Scan the entries below, and for each line that includes the word "opening", make a copy.
[Source records — start]
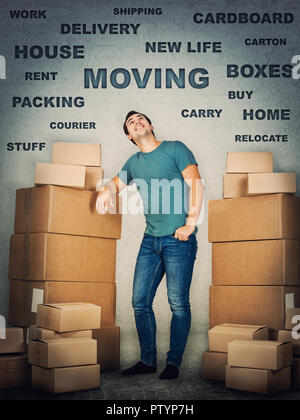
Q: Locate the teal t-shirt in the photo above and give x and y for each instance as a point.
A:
(158, 178)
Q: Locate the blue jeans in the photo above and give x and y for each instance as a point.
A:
(157, 256)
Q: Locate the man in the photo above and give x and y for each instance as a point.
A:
(169, 245)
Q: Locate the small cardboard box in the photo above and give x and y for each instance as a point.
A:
(14, 341)
(62, 352)
(249, 162)
(274, 216)
(220, 336)
(283, 182)
(70, 379)
(68, 317)
(258, 380)
(108, 347)
(269, 355)
(85, 154)
(214, 366)
(261, 263)
(48, 256)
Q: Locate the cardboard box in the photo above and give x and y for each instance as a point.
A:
(85, 154)
(254, 218)
(214, 366)
(48, 256)
(51, 209)
(258, 354)
(14, 341)
(221, 335)
(23, 291)
(14, 371)
(265, 263)
(254, 305)
(249, 162)
(234, 185)
(108, 347)
(258, 380)
(61, 380)
(68, 317)
(62, 352)
(283, 182)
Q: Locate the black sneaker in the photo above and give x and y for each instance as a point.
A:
(139, 368)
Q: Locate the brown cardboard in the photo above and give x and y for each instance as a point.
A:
(61, 380)
(234, 185)
(265, 263)
(14, 341)
(214, 366)
(21, 292)
(274, 216)
(258, 354)
(273, 183)
(108, 347)
(63, 210)
(258, 380)
(64, 175)
(14, 371)
(68, 317)
(53, 257)
(221, 335)
(254, 305)
(249, 162)
(62, 352)
(86, 154)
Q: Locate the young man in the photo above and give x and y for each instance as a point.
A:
(169, 245)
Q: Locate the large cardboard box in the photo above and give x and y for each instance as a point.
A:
(61, 380)
(62, 352)
(86, 154)
(258, 380)
(254, 305)
(51, 209)
(108, 348)
(264, 263)
(68, 317)
(23, 303)
(249, 162)
(214, 366)
(281, 182)
(13, 342)
(220, 336)
(48, 256)
(274, 216)
(14, 371)
(258, 354)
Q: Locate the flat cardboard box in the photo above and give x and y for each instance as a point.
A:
(23, 291)
(259, 354)
(14, 341)
(234, 185)
(274, 216)
(68, 317)
(70, 379)
(51, 209)
(214, 366)
(14, 371)
(108, 347)
(254, 305)
(273, 183)
(62, 352)
(53, 257)
(249, 162)
(261, 263)
(220, 336)
(260, 381)
(85, 154)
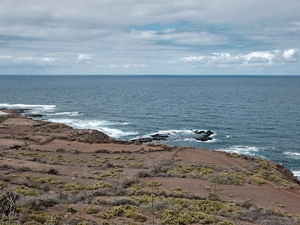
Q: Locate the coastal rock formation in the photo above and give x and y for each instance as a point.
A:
(205, 135)
(202, 135)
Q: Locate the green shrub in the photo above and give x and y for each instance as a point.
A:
(91, 210)
(23, 190)
(70, 209)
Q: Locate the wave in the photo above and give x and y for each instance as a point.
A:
(28, 106)
(296, 173)
(66, 113)
(294, 155)
(101, 125)
(242, 150)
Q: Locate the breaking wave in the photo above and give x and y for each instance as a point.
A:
(242, 150)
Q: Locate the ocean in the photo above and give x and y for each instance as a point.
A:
(257, 116)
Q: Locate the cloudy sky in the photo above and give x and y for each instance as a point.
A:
(150, 37)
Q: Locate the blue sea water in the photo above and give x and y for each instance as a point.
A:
(251, 115)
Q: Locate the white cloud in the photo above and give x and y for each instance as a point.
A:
(291, 55)
(131, 35)
(84, 57)
(266, 58)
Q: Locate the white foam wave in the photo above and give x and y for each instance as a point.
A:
(296, 173)
(294, 155)
(67, 113)
(116, 132)
(243, 150)
(101, 125)
(28, 106)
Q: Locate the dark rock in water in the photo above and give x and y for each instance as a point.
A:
(199, 131)
(204, 138)
(205, 135)
(35, 115)
(153, 137)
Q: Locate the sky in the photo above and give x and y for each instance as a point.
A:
(159, 37)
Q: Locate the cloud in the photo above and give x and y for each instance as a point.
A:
(84, 57)
(149, 36)
(291, 55)
(266, 58)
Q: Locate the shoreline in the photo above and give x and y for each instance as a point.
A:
(36, 148)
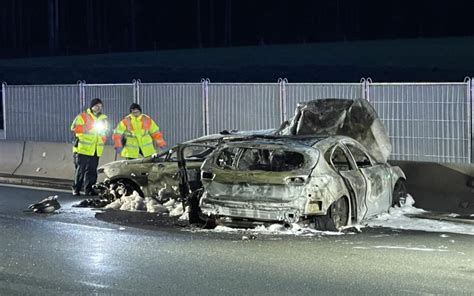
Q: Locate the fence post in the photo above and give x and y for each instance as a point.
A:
(205, 104)
(282, 85)
(4, 102)
(366, 87)
(470, 98)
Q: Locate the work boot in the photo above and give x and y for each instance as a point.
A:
(75, 193)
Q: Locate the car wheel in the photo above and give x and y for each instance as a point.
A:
(399, 195)
(336, 217)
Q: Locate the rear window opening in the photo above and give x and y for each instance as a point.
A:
(252, 159)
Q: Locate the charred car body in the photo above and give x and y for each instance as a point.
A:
(159, 175)
(328, 165)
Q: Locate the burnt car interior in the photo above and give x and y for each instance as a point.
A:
(276, 160)
(338, 159)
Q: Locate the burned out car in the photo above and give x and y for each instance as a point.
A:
(159, 175)
(327, 166)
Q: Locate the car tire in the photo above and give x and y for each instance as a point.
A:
(337, 216)
(399, 195)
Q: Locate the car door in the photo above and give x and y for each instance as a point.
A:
(377, 179)
(341, 161)
(268, 173)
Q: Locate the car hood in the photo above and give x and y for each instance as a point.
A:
(341, 117)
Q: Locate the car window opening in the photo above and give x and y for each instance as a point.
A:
(340, 160)
(361, 159)
(275, 160)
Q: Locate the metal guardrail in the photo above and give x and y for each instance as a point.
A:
(426, 121)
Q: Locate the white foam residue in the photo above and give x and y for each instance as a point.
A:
(399, 218)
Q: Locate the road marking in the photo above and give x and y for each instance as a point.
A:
(35, 188)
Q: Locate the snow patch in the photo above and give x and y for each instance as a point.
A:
(135, 202)
(399, 218)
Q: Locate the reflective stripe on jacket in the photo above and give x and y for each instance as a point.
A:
(91, 132)
(138, 134)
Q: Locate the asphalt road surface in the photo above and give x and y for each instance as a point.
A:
(83, 251)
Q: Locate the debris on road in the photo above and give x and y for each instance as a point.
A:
(46, 206)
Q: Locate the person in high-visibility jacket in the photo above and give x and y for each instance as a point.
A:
(90, 128)
(136, 134)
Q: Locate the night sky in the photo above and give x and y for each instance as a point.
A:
(65, 27)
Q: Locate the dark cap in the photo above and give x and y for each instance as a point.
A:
(135, 106)
(95, 102)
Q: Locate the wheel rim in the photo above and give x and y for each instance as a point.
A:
(340, 212)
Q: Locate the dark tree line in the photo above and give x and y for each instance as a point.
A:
(62, 27)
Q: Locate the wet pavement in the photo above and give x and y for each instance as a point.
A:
(85, 251)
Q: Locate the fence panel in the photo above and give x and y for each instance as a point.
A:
(40, 112)
(303, 92)
(176, 108)
(117, 99)
(425, 121)
(243, 106)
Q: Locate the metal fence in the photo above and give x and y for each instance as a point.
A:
(425, 121)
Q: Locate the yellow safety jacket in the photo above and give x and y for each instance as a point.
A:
(90, 131)
(137, 133)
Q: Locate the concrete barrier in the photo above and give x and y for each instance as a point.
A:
(440, 187)
(11, 155)
(48, 160)
(434, 186)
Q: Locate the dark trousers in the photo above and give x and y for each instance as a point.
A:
(86, 172)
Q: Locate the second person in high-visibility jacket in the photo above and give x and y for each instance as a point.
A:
(136, 134)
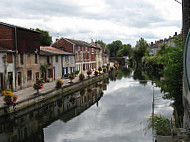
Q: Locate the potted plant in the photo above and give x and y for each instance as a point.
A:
(9, 97)
(104, 69)
(81, 76)
(89, 72)
(38, 85)
(111, 68)
(66, 75)
(96, 72)
(71, 77)
(76, 72)
(100, 69)
(59, 83)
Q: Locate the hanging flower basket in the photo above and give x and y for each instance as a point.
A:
(38, 85)
(100, 69)
(104, 69)
(59, 83)
(9, 97)
(96, 72)
(81, 76)
(71, 77)
(89, 72)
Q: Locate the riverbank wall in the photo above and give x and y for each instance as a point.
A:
(36, 100)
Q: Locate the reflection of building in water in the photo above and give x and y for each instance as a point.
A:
(29, 127)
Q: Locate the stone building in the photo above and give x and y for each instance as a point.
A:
(154, 47)
(103, 55)
(7, 69)
(58, 62)
(85, 53)
(26, 45)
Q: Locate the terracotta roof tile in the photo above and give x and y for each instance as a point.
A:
(48, 50)
(81, 43)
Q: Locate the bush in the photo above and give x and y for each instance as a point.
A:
(66, 75)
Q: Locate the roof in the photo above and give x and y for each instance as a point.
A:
(98, 45)
(81, 43)
(76, 42)
(48, 50)
(14, 26)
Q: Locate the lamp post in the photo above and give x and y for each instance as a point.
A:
(4, 58)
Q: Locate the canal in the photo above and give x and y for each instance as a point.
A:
(116, 109)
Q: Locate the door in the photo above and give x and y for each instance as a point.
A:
(19, 79)
(10, 80)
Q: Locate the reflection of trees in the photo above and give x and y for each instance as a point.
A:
(28, 125)
(118, 75)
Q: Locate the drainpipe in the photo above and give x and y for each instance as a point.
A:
(15, 59)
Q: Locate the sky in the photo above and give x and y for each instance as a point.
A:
(107, 20)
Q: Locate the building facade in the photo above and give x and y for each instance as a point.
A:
(85, 53)
(57, 62)
(26, 44)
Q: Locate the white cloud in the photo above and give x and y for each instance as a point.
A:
(99, 19)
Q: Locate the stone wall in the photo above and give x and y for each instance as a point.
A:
(42, 98)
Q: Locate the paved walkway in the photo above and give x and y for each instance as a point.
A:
(30, 91)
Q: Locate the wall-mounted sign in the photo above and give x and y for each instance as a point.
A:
(187, 60)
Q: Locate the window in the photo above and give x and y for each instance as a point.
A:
(50, 73)
(48, 59)
(9, 58)
(93, 57)
(56, 58)
(21, 59)
(29, 75)
(67, 59)
(36, 59)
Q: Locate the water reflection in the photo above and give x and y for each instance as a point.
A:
(115, 109)
(29, 127)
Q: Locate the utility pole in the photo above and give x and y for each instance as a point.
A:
(185, 30)
(186, 18)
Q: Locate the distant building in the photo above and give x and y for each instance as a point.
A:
(59, 62)
(154, 47)
(103, 55)
(85, 53)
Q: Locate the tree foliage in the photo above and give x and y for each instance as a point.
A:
(45, 38)
(140, 50)
(102, 44)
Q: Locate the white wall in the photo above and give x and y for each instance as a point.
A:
(10, 68)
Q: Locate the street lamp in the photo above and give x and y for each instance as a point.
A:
(4, 58)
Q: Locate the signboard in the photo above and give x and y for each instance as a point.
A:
(187, 60)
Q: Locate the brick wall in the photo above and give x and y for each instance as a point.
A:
(28, 41)
(64, 44)
(6, 37)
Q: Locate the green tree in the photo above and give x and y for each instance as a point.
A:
(126, 50)
(45, 38)
(140, 50)
(101, 43)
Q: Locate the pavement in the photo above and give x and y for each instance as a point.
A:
(30, 91)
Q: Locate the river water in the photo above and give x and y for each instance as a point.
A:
(113, 110)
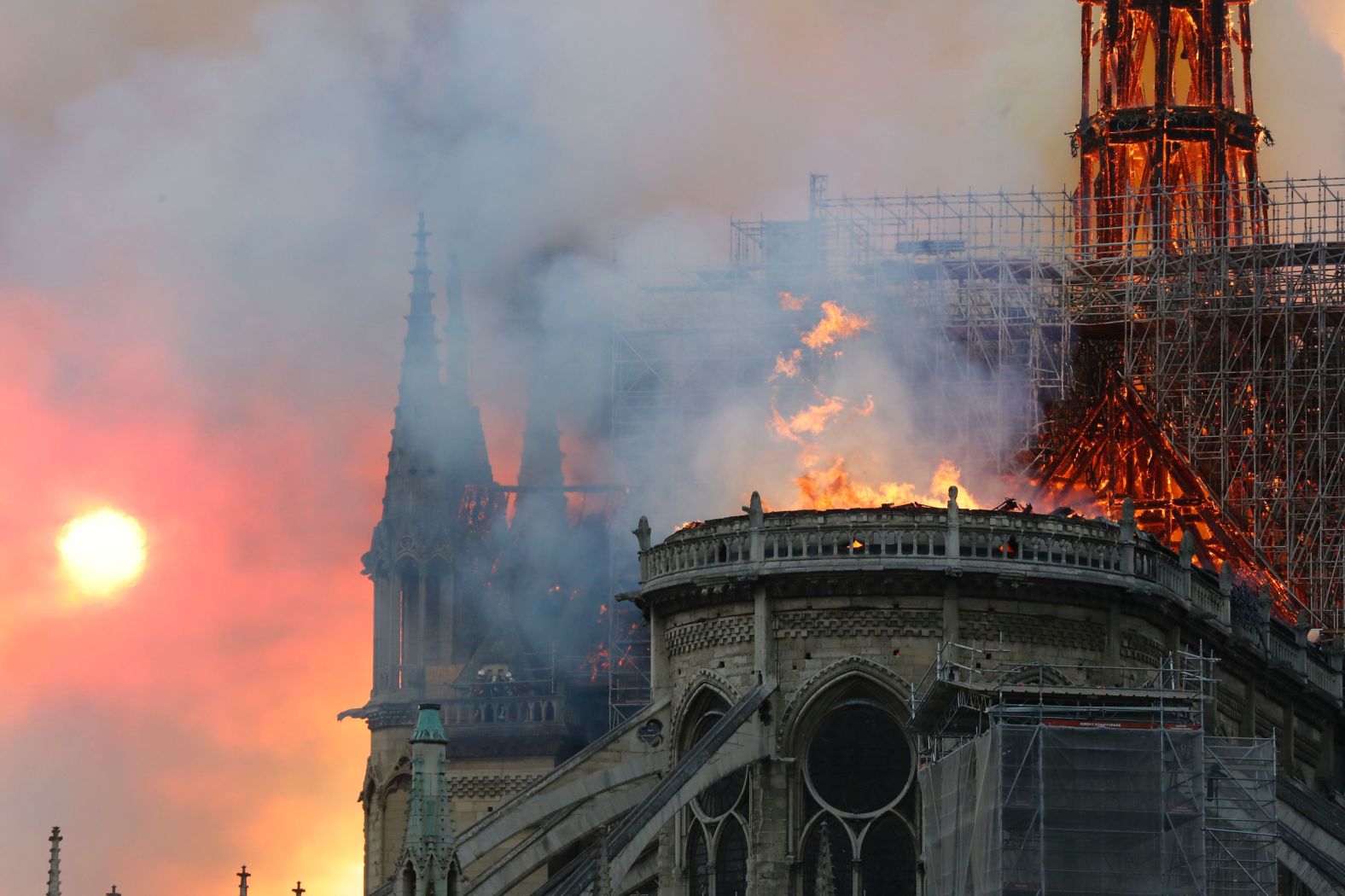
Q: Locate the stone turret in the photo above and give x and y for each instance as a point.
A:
(54, 864)
(425, 860)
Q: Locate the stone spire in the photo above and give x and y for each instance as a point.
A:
(420, 359)
(54, 864)
(417, 425)
(428, 845)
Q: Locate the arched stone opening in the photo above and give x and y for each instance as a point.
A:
(714, 825)
(854, 793)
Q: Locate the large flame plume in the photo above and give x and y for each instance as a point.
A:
(824, 480)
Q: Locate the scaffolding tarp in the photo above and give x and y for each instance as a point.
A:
(1087, 810)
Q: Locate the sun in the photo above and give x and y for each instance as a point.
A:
(102, 553)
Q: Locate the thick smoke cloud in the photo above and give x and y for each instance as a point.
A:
(203, 247)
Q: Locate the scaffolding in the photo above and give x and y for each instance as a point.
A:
(1033, 782)
(1228, 342)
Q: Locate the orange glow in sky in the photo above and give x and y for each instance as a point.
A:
(102, 553)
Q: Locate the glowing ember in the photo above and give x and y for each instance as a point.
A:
(837, 323)
(833, 487)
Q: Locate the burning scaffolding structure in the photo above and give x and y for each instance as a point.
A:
(1205, 385)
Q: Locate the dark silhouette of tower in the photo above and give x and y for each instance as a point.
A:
(437, 505)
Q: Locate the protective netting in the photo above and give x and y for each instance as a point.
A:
(1098, 812)
(1240, 828)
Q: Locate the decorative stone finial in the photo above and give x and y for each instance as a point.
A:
(429, 727)
(642, 533)
(54, 867)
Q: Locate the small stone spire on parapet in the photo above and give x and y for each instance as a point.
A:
(428, 847)
(54, 864)
(826, 879)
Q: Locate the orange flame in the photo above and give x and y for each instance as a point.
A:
(837, 323)
(833, 487)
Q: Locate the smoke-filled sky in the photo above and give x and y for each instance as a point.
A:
(205, 217)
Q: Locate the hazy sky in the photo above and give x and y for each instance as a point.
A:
(203, 252)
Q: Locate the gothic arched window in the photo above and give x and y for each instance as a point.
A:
(716, 838)
(857, 798)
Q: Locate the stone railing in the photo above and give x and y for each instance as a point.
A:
(931, 537)
(490, 711)
(964, 541)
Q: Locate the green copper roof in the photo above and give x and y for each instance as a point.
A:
(429, 730)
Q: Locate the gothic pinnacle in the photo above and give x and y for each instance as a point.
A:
(54, 867)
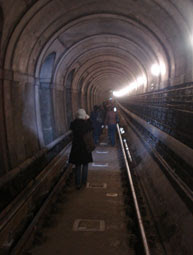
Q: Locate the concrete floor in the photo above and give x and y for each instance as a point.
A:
(104, 229)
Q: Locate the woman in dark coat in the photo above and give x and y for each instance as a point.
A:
(79, 154)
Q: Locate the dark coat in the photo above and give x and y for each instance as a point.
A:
(79, 154)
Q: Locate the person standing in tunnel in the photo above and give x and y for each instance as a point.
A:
(79, 154)
(111, 120)
(96, 118)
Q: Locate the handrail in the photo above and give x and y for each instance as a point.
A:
(139, 218)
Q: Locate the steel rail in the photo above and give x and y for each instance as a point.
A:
(139, 218)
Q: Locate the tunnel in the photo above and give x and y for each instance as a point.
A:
(58, 56)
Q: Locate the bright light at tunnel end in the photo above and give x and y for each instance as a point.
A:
(156, 69)
(142, 80)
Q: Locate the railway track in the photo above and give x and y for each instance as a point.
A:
(19, 220)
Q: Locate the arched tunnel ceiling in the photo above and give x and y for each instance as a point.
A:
(108, 43)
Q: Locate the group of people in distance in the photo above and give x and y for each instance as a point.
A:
(101, 116)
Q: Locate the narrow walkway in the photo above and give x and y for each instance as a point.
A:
(91, 220)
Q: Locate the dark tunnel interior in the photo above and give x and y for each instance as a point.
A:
(57, 56)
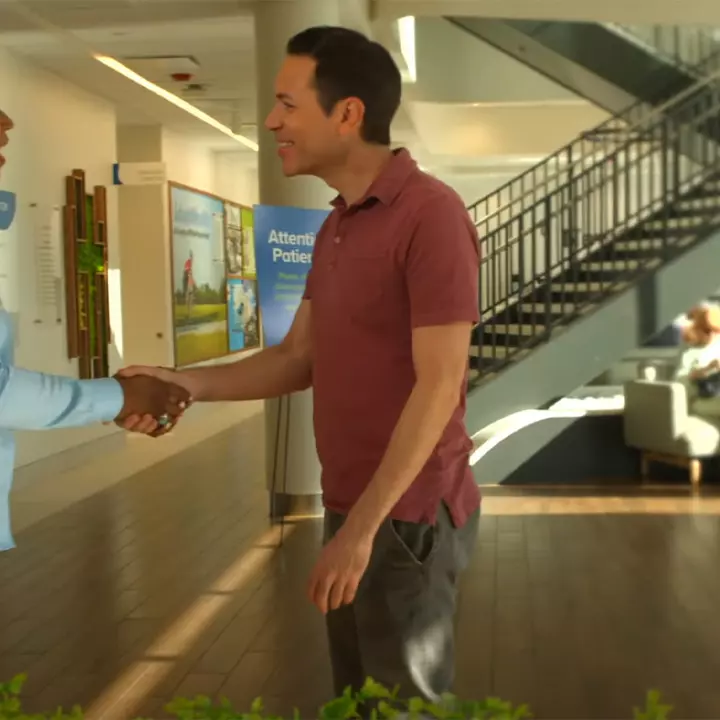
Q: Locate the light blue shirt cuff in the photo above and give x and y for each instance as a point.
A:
(106, 395)
(35, 401)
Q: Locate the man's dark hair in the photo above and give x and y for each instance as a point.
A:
(351, 65)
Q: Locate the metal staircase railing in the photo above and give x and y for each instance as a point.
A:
(551, 238)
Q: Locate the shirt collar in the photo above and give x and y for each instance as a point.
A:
(388, 184)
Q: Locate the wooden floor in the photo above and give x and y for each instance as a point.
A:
(173, 583)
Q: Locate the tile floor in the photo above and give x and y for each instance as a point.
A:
(172, 582)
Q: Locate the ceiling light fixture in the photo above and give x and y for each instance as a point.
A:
(125, 71)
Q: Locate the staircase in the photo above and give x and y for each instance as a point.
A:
(595, 250)
(610, 65)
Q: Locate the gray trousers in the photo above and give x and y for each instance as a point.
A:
(400, 628)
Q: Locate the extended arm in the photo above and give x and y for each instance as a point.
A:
(35, 401)
(275, 371)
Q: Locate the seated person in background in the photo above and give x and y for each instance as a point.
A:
(701, 357)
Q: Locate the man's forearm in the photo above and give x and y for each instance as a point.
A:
(273, 372)
(417, 433)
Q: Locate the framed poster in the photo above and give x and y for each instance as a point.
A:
(233, 240)
(197, 232)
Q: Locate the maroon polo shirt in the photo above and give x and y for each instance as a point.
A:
(404, 256)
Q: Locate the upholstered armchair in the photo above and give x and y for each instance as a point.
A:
(657, 423)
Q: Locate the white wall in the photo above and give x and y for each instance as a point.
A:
(80, 132)
(453, 66)
(59, 127)
(188, 161)
(236, 177)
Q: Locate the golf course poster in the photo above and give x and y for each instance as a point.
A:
(197, 231)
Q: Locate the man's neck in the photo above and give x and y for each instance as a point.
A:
(353, 179)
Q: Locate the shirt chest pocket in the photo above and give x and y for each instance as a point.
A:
(364, 281)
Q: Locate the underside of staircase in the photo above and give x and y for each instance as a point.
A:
(593, 252)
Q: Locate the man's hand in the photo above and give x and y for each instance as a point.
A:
(141, 421)
(150, 397)
(339, 569)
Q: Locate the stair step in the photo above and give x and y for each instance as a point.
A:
(555, 308)
(578, 287)
(513, 329)
(676, 224)
(641, 245)
(490, 351)
(612, 266)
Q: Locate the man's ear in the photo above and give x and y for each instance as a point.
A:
(352, 114)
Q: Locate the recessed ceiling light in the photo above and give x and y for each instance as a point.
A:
(125, 71)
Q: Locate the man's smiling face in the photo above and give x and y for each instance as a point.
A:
(6, 125)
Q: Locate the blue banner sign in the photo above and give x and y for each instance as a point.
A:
(284, 242)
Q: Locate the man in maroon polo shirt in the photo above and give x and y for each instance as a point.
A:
(382, 336)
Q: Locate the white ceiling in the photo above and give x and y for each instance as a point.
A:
(669, 12)
(62, 35)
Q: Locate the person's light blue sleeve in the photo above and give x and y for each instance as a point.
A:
(36, 401)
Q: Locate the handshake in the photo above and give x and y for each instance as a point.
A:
(154, 399)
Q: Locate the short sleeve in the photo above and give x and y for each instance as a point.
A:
(442, 265)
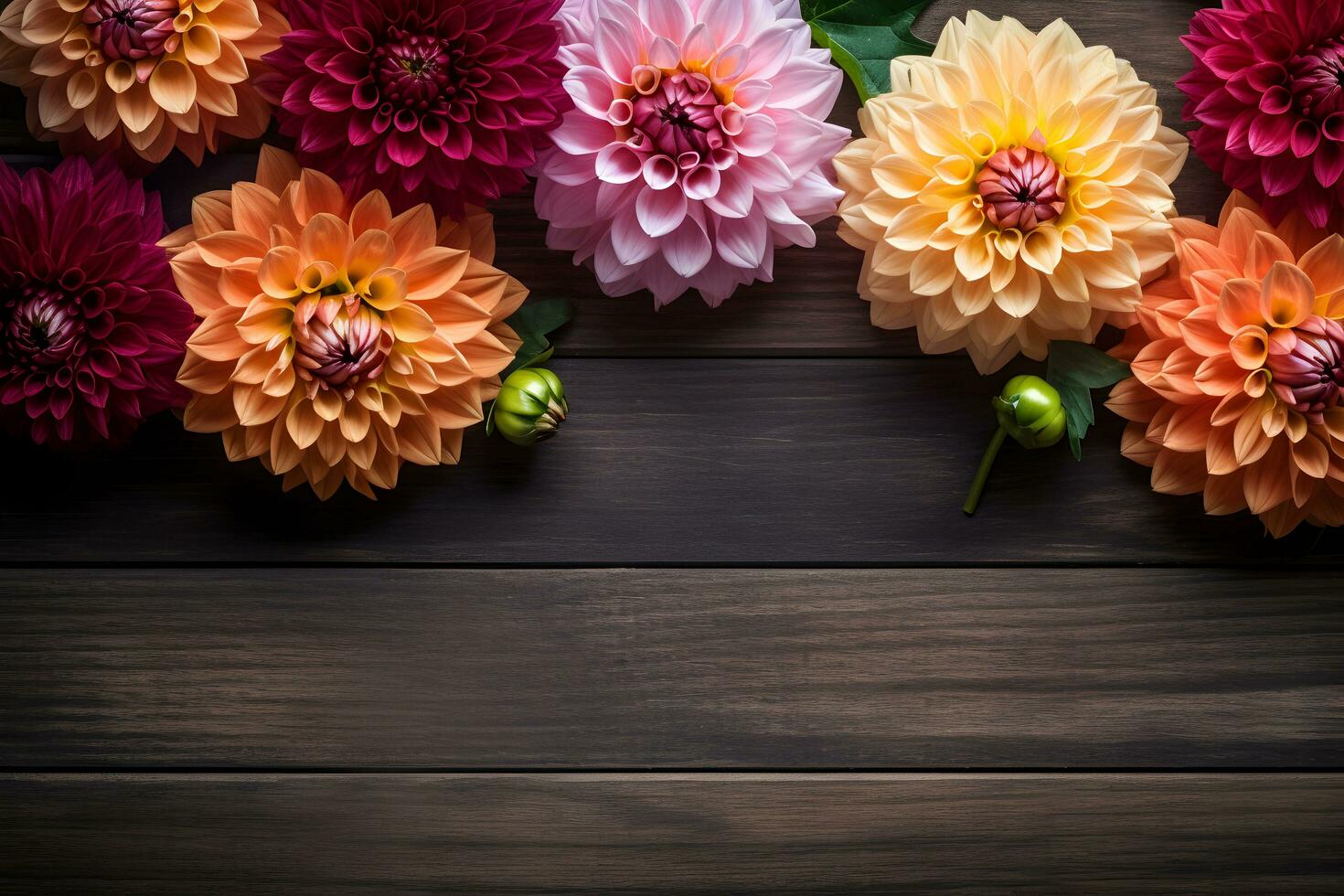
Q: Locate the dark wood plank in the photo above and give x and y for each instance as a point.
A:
(663, 461)
(674, 667)
(671, 833)
(812, 306)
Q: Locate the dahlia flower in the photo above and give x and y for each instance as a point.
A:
(91, 328)
(440, 101)
(1238, 361)
(337, 340)
(697, 144)
(1014, 188)
(1267, 91)
(140, 77)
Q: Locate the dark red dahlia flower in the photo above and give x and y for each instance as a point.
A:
(1267, 91)
(91, 328)
(438, 101)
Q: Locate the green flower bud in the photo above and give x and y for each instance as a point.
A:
(529, 406)
(1031, 411)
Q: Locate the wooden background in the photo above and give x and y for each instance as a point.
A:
(729, 633)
[Source records — finish]
Exercise answer:
Q: Locate the rear window opening in the photo above and give x and y for each instance as a point.
Q: Locate the car window opening in the photo above and give x and y for each instance as a point.
Q: Locate the arched stone opening in the photo above and give x and y for each instance as a point.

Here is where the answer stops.